__Aim of the task__:
Rewrite the records from their start through the line holding "[4, 0, 630, 356]", inclusive, keeping every line as it is except that each bounding-box coordinate in the answers is offset by adding 57.

========================================================================

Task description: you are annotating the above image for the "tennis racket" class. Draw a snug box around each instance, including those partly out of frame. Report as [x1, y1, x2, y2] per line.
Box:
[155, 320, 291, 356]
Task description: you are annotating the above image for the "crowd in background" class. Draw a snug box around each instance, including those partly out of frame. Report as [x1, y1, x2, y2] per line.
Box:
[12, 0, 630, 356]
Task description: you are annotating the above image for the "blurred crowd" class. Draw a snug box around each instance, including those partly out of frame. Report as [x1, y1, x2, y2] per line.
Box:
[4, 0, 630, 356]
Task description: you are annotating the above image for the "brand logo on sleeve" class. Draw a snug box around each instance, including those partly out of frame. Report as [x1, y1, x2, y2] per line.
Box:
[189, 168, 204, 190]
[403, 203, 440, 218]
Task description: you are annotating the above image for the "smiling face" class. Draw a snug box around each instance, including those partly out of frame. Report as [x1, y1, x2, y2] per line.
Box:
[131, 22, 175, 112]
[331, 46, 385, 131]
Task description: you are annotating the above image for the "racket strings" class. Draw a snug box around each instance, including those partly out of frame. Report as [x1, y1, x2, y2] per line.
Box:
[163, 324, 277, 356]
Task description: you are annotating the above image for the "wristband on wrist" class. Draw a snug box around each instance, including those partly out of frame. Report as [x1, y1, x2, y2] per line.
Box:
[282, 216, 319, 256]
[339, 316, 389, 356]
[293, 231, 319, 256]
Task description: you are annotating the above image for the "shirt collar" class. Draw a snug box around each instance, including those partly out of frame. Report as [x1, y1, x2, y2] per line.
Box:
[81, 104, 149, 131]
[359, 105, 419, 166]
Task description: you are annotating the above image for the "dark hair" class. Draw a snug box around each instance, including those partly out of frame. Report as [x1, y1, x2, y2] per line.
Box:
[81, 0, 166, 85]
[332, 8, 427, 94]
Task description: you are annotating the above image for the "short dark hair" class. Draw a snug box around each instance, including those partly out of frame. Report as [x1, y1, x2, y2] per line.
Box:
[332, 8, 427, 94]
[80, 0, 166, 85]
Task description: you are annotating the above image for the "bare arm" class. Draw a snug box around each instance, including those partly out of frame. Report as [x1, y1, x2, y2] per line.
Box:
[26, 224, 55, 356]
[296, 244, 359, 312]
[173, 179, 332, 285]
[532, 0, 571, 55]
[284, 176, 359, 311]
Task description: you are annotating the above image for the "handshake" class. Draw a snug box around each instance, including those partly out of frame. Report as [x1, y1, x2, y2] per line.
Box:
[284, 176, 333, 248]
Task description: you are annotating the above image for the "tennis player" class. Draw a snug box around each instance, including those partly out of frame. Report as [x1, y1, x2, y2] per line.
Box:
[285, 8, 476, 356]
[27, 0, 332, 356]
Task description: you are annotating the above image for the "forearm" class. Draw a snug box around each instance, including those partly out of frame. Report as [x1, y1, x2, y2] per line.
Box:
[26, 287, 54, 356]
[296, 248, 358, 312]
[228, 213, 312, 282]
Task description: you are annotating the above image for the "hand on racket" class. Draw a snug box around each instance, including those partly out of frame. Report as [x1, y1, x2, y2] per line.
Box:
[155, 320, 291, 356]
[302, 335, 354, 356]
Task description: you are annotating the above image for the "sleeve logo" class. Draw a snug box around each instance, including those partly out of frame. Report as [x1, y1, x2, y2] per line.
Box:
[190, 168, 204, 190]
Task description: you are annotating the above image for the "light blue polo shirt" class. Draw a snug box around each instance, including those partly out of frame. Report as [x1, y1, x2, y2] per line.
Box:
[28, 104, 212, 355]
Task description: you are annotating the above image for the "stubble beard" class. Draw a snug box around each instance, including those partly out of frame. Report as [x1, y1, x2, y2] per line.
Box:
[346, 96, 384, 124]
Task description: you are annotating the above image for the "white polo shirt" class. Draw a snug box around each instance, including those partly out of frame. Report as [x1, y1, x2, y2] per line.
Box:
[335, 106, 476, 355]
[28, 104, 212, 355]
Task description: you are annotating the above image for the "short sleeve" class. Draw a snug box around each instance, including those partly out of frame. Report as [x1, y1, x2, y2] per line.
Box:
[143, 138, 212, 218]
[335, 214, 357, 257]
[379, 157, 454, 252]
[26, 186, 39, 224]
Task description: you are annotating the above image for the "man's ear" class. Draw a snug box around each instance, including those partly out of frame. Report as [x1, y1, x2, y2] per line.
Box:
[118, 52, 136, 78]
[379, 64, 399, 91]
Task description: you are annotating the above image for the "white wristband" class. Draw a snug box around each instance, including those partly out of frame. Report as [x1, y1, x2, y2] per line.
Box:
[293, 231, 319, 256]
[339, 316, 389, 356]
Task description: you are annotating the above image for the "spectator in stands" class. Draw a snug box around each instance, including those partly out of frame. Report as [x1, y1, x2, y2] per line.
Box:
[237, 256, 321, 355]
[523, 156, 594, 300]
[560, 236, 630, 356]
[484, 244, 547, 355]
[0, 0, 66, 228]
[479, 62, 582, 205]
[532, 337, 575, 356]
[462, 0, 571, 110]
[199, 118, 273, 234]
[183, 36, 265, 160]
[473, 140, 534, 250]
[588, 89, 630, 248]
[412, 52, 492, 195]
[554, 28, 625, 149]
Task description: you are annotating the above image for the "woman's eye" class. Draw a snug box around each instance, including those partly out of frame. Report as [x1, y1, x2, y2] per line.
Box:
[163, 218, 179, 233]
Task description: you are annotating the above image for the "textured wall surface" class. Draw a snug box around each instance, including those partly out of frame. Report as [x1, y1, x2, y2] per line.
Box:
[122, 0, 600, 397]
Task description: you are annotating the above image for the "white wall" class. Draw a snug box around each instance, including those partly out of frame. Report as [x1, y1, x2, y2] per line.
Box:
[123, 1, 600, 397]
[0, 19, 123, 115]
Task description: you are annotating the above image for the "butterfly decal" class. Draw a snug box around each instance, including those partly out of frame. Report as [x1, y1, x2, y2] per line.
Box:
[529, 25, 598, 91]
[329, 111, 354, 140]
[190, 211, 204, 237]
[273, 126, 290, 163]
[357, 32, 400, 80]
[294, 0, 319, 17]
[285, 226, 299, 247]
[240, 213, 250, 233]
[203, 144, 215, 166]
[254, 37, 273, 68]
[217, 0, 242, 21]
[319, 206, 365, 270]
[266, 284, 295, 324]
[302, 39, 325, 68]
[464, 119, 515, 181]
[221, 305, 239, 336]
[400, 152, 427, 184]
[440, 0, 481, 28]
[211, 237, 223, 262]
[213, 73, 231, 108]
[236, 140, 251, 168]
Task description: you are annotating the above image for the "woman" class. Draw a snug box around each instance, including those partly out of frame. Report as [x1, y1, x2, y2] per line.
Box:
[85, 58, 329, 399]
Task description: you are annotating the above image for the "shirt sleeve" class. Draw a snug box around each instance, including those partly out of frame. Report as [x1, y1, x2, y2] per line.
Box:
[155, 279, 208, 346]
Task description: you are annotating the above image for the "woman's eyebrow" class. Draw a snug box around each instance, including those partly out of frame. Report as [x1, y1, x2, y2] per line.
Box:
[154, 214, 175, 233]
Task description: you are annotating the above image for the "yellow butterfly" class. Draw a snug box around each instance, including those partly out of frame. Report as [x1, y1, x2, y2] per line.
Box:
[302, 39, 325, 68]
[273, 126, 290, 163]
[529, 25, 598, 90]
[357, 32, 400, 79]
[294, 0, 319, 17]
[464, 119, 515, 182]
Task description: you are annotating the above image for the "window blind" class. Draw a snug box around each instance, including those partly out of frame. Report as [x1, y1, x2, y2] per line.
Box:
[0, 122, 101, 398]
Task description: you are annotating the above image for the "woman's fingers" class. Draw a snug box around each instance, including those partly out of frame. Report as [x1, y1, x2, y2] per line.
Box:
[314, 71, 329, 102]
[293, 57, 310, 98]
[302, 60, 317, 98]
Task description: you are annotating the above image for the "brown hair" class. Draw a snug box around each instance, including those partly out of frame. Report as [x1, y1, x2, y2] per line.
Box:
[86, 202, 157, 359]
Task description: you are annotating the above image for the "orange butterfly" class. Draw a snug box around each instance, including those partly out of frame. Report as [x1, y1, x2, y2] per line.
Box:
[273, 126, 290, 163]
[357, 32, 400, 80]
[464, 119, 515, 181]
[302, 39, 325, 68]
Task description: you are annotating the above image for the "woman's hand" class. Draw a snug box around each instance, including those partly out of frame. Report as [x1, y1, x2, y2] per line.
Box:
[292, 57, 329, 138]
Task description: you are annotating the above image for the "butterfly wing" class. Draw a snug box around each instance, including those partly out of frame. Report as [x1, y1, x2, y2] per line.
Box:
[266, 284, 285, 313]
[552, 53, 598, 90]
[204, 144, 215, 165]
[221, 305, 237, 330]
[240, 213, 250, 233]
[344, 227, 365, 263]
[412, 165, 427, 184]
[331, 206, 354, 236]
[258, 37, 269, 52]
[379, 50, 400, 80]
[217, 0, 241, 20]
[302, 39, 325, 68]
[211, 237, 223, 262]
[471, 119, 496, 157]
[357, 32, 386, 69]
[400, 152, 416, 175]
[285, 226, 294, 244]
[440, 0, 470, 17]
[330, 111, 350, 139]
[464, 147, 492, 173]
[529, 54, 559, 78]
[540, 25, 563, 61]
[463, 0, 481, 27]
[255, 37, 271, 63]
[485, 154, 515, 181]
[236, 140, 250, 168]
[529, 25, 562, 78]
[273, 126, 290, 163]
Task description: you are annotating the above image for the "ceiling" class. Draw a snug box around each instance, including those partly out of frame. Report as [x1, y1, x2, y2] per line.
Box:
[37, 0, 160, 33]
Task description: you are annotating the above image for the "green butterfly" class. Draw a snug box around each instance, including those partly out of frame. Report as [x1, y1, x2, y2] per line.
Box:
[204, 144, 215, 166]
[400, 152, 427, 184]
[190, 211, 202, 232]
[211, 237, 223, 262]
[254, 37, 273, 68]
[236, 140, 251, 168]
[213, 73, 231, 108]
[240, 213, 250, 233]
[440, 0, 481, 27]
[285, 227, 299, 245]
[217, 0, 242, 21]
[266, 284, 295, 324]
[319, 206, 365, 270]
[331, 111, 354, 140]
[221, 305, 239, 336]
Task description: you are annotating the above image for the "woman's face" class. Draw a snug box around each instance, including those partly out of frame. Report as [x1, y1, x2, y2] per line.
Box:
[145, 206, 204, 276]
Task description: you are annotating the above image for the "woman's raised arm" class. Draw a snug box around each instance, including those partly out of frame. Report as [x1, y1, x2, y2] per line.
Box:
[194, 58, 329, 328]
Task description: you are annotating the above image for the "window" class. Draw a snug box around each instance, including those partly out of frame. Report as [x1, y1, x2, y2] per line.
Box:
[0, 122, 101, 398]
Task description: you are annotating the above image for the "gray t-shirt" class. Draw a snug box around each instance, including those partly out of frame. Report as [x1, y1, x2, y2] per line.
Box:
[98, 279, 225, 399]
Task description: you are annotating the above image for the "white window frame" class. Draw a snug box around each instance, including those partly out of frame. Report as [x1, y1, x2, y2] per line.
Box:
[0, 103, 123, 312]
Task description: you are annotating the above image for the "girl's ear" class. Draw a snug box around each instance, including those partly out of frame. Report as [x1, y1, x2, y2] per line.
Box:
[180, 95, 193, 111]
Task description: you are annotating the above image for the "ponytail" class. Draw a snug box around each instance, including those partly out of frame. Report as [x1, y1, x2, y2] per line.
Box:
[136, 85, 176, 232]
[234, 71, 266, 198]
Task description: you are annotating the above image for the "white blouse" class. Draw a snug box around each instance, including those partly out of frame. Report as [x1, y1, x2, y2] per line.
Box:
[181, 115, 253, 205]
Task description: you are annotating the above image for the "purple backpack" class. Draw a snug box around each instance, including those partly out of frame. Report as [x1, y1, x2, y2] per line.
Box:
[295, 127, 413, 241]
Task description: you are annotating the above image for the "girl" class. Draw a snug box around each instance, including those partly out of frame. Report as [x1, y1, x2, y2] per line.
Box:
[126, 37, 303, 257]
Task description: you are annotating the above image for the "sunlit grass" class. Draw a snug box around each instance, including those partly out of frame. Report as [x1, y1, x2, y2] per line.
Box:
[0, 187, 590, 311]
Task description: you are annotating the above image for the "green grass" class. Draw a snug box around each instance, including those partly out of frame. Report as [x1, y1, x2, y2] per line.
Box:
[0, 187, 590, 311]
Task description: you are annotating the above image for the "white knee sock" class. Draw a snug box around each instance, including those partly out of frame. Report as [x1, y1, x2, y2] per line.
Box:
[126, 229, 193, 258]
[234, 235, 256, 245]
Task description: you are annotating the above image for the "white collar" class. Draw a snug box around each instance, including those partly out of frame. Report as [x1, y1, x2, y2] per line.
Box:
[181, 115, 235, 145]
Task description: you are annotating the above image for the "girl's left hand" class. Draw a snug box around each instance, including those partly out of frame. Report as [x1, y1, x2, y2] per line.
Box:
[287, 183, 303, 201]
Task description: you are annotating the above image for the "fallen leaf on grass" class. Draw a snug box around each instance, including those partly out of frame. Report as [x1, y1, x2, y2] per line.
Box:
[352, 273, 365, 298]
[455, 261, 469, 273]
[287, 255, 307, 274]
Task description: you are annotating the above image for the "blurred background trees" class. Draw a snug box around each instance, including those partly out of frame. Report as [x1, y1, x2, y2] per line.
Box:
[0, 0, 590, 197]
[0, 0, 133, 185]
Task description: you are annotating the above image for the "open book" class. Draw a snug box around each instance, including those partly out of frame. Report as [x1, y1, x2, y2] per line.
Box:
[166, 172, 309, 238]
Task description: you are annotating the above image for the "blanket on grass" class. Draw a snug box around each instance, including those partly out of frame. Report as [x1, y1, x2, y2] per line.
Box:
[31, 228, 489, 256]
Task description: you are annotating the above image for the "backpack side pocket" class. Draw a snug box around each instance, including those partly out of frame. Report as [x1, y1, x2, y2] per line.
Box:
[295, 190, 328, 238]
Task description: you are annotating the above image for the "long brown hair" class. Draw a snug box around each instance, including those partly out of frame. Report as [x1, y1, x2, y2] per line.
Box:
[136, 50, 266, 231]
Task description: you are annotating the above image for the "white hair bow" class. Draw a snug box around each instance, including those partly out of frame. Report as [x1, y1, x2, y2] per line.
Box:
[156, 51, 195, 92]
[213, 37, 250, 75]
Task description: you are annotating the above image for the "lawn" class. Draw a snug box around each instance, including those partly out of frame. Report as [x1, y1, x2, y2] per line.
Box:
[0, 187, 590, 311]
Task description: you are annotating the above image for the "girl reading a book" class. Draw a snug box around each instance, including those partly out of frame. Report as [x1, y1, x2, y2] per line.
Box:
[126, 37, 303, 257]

========================================================================

__Reply__:
Task description: you are annotating the above image for the "tennis racket" class. Draw a snug box around each instance, including those partly out of frame. Report as [x1, y1, x2, y2] per line.
Box:
[212, 377, 348, 413]
Task description: you are annotating the above image for the "crowd in background" class. Draw a snug box around each instance, including those partly out of frame. Report as [x1, y1, x2, y2] per line.
Box:
[69, 57, 687, 413]
Task description: you are annotating the above image for the "blurred crowd" class. Draw a snug box around each instance, including those partly out of frame. Report as [x1, y1, x2, y2] per line.
Box:
[61, 57, 687, 413]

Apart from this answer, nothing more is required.